▶ [Problem requirements]
In the listing below, start your output at the line with "Target: black knit beanie" and end it after the line with "the distant mountain", copying every line exactly.

▶ [Data supplied]

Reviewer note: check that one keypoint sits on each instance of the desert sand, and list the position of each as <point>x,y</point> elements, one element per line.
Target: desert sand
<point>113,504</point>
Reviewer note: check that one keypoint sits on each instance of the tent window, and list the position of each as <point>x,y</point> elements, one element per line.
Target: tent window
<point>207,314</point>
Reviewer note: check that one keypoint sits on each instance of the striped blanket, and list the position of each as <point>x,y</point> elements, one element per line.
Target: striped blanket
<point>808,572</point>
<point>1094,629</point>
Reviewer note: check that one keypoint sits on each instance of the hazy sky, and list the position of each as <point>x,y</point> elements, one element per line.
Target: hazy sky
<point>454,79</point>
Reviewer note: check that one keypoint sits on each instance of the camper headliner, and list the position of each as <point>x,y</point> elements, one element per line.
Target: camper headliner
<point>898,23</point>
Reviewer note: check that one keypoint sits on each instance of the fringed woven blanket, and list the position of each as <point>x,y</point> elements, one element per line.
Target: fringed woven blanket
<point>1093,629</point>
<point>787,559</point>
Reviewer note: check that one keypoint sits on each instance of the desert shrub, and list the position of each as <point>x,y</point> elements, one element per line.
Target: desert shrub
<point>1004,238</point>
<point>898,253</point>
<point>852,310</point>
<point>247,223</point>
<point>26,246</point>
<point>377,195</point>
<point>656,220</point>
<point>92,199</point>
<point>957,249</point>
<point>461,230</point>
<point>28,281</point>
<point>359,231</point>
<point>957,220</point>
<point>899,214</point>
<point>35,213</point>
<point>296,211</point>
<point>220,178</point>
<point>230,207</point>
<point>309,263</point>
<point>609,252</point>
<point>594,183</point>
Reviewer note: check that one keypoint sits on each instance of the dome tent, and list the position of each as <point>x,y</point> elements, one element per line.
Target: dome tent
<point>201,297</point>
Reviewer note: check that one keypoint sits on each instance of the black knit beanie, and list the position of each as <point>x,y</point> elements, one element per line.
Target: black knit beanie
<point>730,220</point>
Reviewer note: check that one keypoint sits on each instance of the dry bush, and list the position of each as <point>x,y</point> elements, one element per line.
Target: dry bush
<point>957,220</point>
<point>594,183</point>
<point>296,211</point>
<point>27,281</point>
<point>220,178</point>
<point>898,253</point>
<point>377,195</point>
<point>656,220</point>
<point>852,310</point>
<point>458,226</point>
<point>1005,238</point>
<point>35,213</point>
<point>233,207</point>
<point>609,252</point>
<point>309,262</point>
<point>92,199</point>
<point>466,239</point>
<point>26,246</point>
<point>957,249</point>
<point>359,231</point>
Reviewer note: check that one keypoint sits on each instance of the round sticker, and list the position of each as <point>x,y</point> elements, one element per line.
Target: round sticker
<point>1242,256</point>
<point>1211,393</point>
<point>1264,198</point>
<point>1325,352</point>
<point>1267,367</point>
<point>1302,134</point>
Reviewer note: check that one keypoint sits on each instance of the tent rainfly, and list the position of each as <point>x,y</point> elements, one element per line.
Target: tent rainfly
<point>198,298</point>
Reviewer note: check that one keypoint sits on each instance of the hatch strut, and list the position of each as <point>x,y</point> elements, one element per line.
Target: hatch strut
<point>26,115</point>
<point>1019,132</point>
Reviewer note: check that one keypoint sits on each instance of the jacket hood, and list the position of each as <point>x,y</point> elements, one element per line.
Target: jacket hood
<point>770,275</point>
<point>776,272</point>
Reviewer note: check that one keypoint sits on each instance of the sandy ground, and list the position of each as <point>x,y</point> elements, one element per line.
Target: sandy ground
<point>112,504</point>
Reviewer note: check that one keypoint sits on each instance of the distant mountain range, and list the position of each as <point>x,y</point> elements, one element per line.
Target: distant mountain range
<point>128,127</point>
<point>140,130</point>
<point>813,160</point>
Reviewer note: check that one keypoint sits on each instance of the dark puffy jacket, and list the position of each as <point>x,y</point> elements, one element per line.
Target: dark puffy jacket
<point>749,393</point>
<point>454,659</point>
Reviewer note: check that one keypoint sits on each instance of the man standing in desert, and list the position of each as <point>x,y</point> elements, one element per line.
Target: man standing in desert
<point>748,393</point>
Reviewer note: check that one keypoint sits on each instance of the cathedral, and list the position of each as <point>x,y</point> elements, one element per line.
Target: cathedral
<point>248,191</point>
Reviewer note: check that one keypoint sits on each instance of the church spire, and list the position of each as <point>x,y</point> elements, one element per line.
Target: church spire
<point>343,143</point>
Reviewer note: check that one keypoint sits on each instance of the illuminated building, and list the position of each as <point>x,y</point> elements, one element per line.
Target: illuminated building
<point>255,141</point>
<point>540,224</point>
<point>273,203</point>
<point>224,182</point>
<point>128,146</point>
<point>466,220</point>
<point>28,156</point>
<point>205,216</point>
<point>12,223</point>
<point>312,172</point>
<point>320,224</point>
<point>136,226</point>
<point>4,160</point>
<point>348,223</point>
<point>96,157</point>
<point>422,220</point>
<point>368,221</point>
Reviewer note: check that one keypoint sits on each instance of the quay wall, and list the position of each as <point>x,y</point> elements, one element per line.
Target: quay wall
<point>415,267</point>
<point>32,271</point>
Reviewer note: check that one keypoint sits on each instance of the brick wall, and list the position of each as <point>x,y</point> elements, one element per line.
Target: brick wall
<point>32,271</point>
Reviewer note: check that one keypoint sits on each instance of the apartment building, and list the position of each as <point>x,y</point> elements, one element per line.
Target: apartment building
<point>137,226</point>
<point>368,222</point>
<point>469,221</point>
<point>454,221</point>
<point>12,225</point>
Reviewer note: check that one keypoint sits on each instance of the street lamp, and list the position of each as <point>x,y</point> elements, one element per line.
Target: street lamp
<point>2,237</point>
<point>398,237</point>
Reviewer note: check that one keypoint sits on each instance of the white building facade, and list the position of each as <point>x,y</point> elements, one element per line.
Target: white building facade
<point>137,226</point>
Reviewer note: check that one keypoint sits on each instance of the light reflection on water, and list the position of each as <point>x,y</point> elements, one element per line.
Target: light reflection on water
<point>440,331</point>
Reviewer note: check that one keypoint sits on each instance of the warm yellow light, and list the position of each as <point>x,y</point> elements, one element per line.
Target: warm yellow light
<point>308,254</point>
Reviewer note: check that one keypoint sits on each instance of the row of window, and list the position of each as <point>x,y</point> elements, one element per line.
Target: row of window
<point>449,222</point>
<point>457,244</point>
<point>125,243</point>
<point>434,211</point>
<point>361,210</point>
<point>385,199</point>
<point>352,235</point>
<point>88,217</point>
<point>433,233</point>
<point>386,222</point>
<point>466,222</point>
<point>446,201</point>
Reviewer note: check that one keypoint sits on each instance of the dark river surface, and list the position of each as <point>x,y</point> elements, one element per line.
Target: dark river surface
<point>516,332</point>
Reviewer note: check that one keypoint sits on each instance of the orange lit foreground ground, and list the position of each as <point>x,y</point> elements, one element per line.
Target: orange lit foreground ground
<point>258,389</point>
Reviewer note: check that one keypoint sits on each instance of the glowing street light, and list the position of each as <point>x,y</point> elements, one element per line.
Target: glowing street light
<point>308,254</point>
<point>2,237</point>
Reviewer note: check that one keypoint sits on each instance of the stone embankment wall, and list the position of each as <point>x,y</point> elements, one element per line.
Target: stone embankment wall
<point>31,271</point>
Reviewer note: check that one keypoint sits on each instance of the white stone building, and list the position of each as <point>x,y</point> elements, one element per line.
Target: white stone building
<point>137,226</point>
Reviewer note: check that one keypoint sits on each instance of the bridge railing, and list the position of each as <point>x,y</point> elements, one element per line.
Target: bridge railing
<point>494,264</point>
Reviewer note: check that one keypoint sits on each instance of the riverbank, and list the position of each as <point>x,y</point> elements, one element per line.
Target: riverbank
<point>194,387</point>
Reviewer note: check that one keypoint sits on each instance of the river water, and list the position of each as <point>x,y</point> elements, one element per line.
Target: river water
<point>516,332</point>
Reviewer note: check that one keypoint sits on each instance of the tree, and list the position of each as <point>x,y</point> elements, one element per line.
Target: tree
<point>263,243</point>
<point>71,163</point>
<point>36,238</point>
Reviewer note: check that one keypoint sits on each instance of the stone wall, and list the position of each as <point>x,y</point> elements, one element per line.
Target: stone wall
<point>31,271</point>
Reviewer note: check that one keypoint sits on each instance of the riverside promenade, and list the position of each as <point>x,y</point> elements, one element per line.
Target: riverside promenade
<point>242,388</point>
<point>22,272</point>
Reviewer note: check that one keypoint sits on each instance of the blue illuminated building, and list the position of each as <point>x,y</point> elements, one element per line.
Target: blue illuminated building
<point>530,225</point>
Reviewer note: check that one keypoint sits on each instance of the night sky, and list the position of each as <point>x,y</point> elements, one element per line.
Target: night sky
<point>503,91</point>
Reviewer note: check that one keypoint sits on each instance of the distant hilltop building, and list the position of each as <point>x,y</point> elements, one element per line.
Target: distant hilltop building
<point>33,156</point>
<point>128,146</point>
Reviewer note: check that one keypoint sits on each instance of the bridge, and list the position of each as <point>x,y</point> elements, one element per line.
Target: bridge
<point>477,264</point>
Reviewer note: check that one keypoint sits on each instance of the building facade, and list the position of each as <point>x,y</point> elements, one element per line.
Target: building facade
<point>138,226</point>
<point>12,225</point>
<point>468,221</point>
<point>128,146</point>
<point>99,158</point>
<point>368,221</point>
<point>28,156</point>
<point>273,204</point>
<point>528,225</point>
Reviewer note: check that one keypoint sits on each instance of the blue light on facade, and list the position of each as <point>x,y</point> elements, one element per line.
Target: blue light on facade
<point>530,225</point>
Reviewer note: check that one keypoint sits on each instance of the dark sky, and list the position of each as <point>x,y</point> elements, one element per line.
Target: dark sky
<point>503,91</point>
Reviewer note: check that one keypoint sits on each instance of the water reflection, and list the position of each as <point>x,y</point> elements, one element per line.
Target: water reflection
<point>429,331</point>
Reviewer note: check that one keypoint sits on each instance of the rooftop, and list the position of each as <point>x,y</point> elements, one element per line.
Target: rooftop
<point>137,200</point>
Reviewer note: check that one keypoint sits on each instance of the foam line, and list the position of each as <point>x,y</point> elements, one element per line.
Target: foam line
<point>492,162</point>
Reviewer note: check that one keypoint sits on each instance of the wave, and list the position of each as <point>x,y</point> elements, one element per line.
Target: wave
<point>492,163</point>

▶ [Completed task]
Target: black knit beanie
<point>730,220</point>
Reviewer note: check that one keypoint sits on each instance of the dry bush, and list the position of each as <point>x,y</point> elements, one element per line.
Target: dry bush
<point>957,220</point>
<point>594,183</point>
<point>296,211</point>
<point>27,281</point>
<point>220,178</point>
<point>898,253</point>
<point>377,195</point>
<point>656,220</point>
<point>852,310</point>
<point>458,226</point>
<point>1005,238</point>
<point>35,213</point>
<point>233,207</point>
<point>609,252</point>
<point>309,262</point>
<point>92,199</point>
<point>466,239</point>
<point>26,246</point>
<point>957,249</point>
<point>359,231</point>
Reviewer note: check that one keypoint sits on each instance of the round sticker, and list the position of each as <point>x,y</point> elements, one element per line.
Target: round sticker
<point>1242,256</point>
<point>1211,393</point>
<point>1264,198</point>
<point>1325,352</point>
<point>1267,367</point>
<point>1302,134</point>
Reviewer note: check that one keypoint sits on each instance of the tent rainfly, and list the position of each as <point>x,y</point> elements, one element per line.
Target: tent rainfly
<point>198,298</point>
Reviewer note: check that one keypoint sits on each instance of the hatch strut, and list the position of each as <point>x,y</point> elements, one element per line.
Target: hatch strut
<point>26,115</point>
<point>1019,132</point>
Reviewer note: check that one keypoint sits on each instance of the jacket hood, and list the position of each as <point>x,y</point> elements, one element per line.
Target: jacket hood
<point>770,275</point>
<point>776,272</point>
Reviewer note: check that one keypoint sits on each instance of the sandy ground, and list the position of each as <point>x,y</point> elements, one element per line.
Target: sandy ground
<point>112,504</point>
Reviewer note: check that one keypoint sits on each instance of the distant mountain range, and list the position of each as <point>x,y</point> elements, one element per line.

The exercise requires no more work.